■ What to do ■
Lift out all lines below that contain "chestnut".

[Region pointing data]
········

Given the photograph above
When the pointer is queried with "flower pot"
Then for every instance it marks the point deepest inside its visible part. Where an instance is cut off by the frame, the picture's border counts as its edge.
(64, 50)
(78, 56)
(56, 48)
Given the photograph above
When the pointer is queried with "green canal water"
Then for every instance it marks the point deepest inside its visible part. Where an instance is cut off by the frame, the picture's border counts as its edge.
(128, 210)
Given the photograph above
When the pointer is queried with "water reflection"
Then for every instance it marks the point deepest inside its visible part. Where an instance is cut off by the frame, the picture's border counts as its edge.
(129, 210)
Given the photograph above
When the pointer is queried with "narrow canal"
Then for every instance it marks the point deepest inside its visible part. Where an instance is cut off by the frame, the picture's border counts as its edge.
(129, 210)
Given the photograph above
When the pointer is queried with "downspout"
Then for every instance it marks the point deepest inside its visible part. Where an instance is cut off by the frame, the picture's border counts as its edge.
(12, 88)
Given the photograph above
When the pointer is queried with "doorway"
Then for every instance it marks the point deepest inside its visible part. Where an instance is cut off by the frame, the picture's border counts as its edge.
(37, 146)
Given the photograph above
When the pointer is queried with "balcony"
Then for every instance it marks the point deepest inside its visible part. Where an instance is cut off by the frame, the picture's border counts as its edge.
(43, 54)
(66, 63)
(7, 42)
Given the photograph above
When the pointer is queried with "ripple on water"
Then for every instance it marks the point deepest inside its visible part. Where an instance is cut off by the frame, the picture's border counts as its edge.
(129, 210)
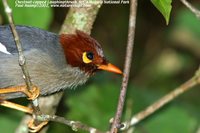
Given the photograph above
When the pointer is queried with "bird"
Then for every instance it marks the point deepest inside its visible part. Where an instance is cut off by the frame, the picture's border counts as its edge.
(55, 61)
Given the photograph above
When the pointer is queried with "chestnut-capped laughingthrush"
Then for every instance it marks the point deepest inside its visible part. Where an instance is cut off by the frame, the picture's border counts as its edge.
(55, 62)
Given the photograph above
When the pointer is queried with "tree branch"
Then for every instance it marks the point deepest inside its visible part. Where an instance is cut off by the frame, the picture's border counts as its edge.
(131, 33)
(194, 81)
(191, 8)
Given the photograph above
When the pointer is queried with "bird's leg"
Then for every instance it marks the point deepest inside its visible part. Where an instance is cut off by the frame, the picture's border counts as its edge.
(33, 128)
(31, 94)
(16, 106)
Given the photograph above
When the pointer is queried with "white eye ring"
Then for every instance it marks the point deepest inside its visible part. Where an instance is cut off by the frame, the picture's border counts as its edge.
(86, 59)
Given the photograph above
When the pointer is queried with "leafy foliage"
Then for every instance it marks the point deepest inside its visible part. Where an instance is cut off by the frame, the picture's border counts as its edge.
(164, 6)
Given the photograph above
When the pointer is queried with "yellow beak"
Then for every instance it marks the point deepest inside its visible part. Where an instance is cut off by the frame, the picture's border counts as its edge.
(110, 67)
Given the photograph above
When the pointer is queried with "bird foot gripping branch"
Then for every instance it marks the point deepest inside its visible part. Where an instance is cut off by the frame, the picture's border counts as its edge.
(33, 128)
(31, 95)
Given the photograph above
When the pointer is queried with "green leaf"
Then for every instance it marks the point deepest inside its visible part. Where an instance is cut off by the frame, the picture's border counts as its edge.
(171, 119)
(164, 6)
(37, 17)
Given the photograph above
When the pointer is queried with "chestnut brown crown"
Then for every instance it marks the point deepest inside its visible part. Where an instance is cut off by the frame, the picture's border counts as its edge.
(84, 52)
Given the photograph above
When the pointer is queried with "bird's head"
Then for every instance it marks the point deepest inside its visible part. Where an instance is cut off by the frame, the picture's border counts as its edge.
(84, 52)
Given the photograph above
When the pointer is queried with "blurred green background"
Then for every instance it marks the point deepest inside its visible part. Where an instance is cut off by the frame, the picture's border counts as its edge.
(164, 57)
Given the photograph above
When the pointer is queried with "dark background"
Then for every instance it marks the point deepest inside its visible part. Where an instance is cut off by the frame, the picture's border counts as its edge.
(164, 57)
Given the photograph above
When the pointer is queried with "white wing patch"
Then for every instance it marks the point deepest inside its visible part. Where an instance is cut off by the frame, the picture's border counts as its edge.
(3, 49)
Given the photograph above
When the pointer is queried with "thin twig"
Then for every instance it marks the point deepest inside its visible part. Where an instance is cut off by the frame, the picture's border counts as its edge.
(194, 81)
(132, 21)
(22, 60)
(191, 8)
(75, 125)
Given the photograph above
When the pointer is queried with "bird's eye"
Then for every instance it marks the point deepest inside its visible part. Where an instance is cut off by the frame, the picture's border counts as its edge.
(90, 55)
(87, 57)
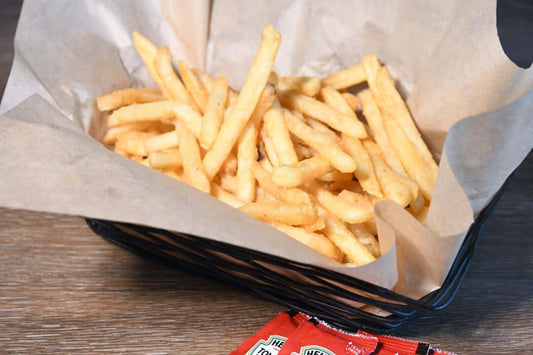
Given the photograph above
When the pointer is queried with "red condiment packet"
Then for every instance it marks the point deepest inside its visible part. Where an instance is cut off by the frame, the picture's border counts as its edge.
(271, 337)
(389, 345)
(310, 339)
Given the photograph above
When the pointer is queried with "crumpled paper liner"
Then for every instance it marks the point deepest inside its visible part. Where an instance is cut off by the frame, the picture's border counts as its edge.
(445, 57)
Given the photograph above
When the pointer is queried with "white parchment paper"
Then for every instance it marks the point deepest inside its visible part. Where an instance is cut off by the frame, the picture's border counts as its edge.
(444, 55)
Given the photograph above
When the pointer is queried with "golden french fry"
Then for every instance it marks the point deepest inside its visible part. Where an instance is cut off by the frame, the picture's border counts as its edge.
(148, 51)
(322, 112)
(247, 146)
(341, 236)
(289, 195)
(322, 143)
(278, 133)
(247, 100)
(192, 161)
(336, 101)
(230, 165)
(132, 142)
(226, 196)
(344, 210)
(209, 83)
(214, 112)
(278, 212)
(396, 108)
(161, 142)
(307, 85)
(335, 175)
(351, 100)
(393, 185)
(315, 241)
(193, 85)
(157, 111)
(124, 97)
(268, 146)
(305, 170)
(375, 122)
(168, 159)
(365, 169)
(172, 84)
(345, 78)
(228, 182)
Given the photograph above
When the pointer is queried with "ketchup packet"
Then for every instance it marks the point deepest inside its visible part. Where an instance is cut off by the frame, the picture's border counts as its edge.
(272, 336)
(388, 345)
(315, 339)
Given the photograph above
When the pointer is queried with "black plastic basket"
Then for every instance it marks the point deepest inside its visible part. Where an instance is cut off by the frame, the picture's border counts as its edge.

········

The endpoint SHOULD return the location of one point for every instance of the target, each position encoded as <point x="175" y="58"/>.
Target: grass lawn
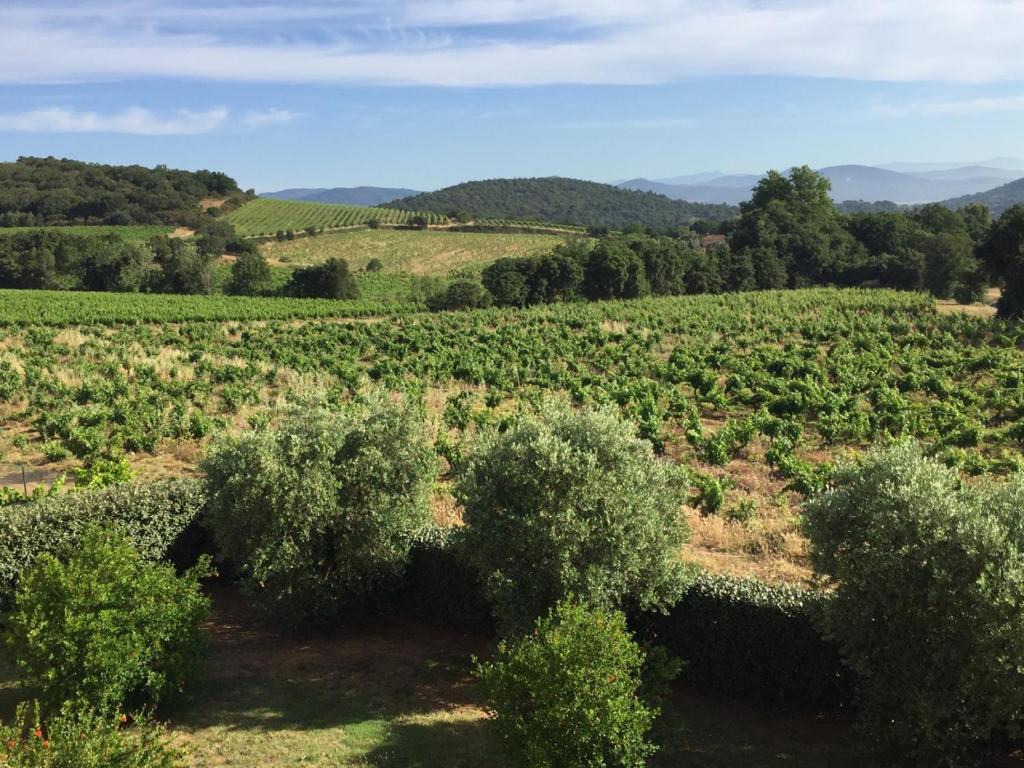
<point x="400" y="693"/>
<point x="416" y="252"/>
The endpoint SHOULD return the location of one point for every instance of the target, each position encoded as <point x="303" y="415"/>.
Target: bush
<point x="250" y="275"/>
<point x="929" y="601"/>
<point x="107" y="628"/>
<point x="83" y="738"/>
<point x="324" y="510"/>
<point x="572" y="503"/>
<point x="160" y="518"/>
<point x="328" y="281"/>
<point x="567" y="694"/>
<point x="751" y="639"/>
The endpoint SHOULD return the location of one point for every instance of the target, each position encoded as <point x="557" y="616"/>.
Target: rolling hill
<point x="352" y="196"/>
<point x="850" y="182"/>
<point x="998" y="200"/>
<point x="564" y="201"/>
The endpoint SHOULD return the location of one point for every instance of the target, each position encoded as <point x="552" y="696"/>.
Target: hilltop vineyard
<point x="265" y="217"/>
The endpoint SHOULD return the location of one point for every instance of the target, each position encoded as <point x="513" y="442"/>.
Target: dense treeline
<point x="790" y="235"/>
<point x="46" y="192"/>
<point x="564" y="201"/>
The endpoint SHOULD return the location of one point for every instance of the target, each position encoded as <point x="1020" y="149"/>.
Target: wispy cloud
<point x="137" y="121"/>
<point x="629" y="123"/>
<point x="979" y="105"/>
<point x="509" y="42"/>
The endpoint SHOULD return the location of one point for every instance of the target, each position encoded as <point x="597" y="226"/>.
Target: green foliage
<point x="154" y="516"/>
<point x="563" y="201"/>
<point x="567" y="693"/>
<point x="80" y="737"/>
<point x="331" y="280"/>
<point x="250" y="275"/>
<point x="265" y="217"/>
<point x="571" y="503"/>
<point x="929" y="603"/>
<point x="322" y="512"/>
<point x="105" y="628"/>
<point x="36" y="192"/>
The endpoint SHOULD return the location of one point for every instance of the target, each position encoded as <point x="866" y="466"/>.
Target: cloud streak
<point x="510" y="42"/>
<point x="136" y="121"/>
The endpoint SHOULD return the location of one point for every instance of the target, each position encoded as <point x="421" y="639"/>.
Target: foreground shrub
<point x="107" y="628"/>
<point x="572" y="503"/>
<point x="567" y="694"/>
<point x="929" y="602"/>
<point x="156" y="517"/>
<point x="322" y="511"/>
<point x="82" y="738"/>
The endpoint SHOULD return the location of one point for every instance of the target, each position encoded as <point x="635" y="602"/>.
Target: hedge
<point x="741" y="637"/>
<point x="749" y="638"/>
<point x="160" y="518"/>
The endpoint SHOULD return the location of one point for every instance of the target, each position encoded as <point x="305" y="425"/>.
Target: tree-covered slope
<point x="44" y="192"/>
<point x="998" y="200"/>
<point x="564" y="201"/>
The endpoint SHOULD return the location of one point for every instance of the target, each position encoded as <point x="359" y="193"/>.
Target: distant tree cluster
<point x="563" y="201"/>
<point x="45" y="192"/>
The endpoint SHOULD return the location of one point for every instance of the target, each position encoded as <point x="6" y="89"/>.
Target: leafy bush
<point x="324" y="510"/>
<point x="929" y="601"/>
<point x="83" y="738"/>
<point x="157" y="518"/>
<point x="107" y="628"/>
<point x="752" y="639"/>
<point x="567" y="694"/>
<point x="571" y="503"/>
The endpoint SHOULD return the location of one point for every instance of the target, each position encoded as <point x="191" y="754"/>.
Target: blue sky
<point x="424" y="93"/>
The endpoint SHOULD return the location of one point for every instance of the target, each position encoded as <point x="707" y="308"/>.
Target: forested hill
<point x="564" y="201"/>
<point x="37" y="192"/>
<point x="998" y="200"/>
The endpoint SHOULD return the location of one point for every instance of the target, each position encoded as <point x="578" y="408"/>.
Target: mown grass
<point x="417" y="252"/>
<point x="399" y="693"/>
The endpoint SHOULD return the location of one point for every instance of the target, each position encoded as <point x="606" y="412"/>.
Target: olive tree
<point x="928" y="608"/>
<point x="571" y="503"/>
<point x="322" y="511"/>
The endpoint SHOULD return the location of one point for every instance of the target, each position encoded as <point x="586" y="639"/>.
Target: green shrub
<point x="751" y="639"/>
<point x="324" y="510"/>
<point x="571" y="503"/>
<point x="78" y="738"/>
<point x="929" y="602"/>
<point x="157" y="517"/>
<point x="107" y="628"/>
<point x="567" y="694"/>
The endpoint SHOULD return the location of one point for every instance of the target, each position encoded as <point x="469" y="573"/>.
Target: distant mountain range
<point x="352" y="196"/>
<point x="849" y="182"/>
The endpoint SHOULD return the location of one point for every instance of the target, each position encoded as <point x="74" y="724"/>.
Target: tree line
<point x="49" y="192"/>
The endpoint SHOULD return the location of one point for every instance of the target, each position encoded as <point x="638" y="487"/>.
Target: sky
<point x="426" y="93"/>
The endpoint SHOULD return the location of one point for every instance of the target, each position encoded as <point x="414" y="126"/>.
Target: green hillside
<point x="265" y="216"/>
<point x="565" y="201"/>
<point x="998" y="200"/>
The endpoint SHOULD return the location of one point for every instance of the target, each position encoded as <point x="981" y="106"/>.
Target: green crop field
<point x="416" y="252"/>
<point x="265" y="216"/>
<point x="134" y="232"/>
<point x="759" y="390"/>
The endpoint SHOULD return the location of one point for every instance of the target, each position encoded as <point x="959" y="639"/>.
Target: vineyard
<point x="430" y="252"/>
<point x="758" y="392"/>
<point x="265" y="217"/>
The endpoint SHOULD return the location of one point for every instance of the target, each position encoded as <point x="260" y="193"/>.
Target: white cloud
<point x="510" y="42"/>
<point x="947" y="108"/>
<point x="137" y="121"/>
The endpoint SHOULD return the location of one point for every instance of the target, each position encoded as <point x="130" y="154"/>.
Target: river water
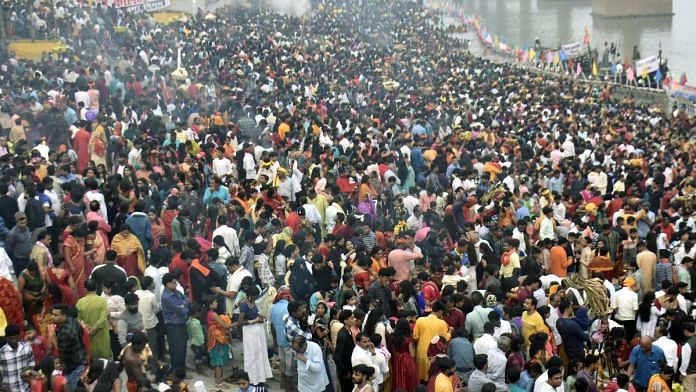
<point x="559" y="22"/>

········

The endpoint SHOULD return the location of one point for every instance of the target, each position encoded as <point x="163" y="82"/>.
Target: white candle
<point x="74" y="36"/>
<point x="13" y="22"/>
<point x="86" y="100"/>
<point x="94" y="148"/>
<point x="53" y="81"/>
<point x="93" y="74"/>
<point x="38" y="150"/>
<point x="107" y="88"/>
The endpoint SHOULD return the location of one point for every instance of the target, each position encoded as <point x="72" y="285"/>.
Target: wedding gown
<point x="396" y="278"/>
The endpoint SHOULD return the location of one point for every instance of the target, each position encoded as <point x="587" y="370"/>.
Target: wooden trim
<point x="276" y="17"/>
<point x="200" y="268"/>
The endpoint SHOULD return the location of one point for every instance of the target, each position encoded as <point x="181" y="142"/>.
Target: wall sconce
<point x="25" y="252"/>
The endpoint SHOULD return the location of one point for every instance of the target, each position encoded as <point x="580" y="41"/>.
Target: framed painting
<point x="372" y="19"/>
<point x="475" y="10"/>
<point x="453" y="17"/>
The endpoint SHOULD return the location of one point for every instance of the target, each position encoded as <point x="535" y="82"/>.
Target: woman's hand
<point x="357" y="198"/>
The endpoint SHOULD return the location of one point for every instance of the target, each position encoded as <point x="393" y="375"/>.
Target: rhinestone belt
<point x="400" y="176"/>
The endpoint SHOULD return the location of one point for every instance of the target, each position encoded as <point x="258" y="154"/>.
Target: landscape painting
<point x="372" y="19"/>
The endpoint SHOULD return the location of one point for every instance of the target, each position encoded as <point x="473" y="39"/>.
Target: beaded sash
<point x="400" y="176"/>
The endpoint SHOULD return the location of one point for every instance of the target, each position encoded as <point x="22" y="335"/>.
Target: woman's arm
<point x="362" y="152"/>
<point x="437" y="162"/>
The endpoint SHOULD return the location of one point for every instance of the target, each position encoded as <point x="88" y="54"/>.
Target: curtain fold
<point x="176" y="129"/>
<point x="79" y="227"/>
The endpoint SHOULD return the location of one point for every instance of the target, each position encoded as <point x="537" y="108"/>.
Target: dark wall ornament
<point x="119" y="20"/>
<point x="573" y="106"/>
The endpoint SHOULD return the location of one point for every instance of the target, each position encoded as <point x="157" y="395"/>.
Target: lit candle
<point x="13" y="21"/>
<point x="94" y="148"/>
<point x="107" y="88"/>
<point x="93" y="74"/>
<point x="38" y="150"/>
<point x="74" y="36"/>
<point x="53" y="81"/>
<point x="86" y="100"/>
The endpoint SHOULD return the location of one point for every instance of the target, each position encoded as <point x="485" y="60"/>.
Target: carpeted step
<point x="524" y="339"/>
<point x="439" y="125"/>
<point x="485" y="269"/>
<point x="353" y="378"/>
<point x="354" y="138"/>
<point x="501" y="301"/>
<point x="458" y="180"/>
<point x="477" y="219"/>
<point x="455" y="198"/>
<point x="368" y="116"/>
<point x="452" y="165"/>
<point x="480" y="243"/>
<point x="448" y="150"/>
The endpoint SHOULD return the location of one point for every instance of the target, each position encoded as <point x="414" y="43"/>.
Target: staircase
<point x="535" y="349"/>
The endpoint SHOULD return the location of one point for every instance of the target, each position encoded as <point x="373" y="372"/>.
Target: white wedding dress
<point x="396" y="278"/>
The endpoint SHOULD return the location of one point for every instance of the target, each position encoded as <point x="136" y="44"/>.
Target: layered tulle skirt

········

■ Result for this task ■
When the pointer is queried with "chestnut-capped laughingthrush"
When the pointer is queried with "chestnut brown crown"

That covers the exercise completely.